## Work to complete
Output each entry exactly; skip nothing.
--- Records for the exercise ---
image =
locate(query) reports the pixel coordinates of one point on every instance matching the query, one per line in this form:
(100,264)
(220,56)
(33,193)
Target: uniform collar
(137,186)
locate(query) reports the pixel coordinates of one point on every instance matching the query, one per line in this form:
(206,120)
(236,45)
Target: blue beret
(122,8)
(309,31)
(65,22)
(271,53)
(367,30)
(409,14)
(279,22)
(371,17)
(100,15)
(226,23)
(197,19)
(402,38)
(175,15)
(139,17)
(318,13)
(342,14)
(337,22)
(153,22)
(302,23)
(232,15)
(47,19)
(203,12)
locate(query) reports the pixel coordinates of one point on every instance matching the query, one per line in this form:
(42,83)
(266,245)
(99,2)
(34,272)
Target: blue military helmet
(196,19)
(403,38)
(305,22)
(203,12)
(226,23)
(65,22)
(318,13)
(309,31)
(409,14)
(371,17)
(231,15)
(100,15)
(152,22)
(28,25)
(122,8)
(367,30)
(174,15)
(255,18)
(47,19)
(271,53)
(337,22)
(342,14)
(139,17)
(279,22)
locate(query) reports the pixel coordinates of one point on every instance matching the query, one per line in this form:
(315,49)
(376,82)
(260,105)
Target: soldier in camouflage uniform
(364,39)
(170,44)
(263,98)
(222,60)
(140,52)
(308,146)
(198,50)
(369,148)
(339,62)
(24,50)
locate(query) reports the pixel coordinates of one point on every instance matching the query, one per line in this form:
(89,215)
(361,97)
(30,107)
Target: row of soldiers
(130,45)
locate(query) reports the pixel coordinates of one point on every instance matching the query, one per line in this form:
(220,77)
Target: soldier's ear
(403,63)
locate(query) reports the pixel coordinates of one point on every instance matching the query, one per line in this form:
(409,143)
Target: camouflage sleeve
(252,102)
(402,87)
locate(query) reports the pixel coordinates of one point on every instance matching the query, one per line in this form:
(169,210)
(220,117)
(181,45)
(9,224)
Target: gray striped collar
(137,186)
---
## Answer to the exercise
image =
locate(query) reports the pixel coordinates of one point on every instance matching the query, one per line in this form:
(100,264)
(220,56)
(33,193)
Target: uniform collar
(137,186)
locate(query) reports the pixel coordinates of one point on every instance matching the query, one per line in this form:
(206,120)
(236,45)
Target: blue beret
(122,8)
(309,31)
(65,22)
(271,53)
(367,30)
(409,14)
(279,22)
(371,17)
(100,15)
(226,23)
(197,19)
(402,38)
(175,15)
(139,17)
(318,13)
(342,14)
(337,22)
(153,22)
(302,23)
(232,15)
(47,19)
(203,12)
locate(query) reports the pixel coordinates of one point on every instance matching the query, one per line in this form:
(42,83)
(266,245)
(99,2)
(34,272)
Target: blue military helmet
(196,19)
(403,38)
(305,22)
(203,12)
(226,23)
(65,22)
(318,13)
(309,31)
(409,14)
(371,17)
(231,15)
(100,15)
(152,22)
(28,25)
(122,8)
(367,30)
(174,15)
(255,18)
(47,19)
(271,53)
(337,22)
(342,14)
(139,17)
(279,22)
locate(query) reports the pixel coordinates of one point on every instance matching the query, one per line in this form:
(315,49)
(376,82)
(260,105)
Target: soldier in camouflage uniform
(364,39)
(170,44)
(263,98)
(222,60)
(140,52)
(308,146)
(198,50)
(369,148)
(339,62)
(24,50)
locate(query) reports the pixel coordinates of one point on every instance matching the query, one per line in this form:
(89,215)
(361,97)
(30,107)
Target: row of soldiers
(130,45)
locate(query) reports the pixel coordinates of one point on every instance matching the query, one per line in this form:
(220,77)
Target: soldier's ear
(403,63)
locate(query) reports the pixel coordinates of one point on every instance matching the query, one per line in this form:
(409,143)
Target: camouflage sleeve
(252,102)
(402,87)
locate(query) reports the pixel coordinates of one point on every instance matching the query, one per line in this form:
(169,210)
(220,117)
(181,45)
(9,224)
Target: gray striped collar
(137,186)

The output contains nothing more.